Texto da página >>
━━━━━━━━━━━━━━━━

Monday, March 19, 2012

Rosewood Lane, de Victor Salva

 
Filme de suspense para chorar. Para chorar este cineasta que nunca chegou a ser, por infortúnio e mea culpa. Victor Salva começou a realizar curtas-metragens aos 12 anos e foi uma delas (Something in the Basement), multi-premiada, que despertou o interesse de Francis Ford Coppola, que produziu a sua primeira longa-metragem (Clownhouse – Eles Matam, 1989) e lutou por que a Disney lhe entregasse o seu primeiro filme de estúdio (Powder – Poder Especial, de 1995). Ambos filmes foram manchados pela prisão por pedofilia de Salva que, com trinta anos, terá filmado actos sexuais com o protagonista de doze nos bastidores de Clownhouse, sendo que o actor fez campanha contra Powder, o que foi difícil para a Disney, direccionada para o público infantil. Isto não impediu que A Natureza da Besta (1995) fosse o direct-to-video mais visto da New Line nesse ano ou que Jeepers Creepers (2001) fosse uma inesperada e arrepiante surpresa boa.

━━━━━━━━━━━━━━━━

Itens >>
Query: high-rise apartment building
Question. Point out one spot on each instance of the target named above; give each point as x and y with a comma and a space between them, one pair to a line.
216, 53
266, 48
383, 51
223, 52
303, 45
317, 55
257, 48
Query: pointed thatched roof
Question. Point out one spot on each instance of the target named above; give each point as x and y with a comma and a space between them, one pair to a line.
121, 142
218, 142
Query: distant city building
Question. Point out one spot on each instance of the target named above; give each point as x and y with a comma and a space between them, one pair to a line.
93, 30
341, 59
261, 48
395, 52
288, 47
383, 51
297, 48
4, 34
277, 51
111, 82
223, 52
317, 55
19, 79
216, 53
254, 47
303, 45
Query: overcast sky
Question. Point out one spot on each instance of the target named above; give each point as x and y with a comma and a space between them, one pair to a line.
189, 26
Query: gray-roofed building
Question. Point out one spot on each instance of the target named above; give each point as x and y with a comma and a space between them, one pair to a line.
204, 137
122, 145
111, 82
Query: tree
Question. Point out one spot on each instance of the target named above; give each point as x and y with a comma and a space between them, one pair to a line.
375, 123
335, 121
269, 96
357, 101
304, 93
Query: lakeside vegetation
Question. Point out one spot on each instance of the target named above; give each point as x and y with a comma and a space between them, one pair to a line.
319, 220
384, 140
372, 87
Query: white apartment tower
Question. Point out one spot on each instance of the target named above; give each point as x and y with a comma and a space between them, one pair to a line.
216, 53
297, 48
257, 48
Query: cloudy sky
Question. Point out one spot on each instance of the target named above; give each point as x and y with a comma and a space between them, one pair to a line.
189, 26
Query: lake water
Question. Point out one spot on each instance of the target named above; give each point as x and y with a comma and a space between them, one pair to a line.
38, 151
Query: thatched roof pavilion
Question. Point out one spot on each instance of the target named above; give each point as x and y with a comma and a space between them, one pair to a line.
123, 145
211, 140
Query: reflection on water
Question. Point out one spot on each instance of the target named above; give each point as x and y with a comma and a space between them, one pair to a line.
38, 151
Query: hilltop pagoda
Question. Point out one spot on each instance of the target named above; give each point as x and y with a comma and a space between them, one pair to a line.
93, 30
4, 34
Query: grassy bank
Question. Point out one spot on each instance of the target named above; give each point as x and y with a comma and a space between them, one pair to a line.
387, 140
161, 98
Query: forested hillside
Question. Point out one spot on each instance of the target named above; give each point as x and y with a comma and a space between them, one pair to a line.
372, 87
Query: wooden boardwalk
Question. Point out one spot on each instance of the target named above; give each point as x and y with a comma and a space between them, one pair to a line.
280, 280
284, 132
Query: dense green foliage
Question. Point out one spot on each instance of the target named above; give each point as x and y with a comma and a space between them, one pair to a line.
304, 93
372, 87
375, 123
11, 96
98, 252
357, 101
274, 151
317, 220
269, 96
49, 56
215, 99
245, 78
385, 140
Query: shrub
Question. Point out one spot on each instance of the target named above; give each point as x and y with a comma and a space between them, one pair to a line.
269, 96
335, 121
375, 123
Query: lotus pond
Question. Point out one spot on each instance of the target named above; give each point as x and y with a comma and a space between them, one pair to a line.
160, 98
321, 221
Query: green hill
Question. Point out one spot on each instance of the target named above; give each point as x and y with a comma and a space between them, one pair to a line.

━━━━━━━━━━━━━━━━

Tarefas a realizar >>
[1] De acordo com o texto sobre Victor Salva, o que despertou o interesse de Francis Ford Coppola pelo cineasta? Responda em uma a três frases.
[2] Responda com base no texto sobre Victor Salva:
(a) Com que idade Victor Salva começou a realizar curtas-metragens?
(b) Em que ano saiu Clownhouse – Eles Matam?
(c) Qual filme foi o direct-to-video mais visto da New Line naquele ano?
As linhas não têm relação com o texto sobre Victor Salva.

Soluções do exercício >>
[1] Foi uma das curtas-metragens que Victor Salva começou a realizar aos 12 anos, Something in the Basement, que recebeu vários prêmios. Depois disso, Coppola produziu a primeira longa-metragem dele.

[2]
(a) Aos 12 anos.
(b) Em 1989.
(c) A Natureza da Besta (1995).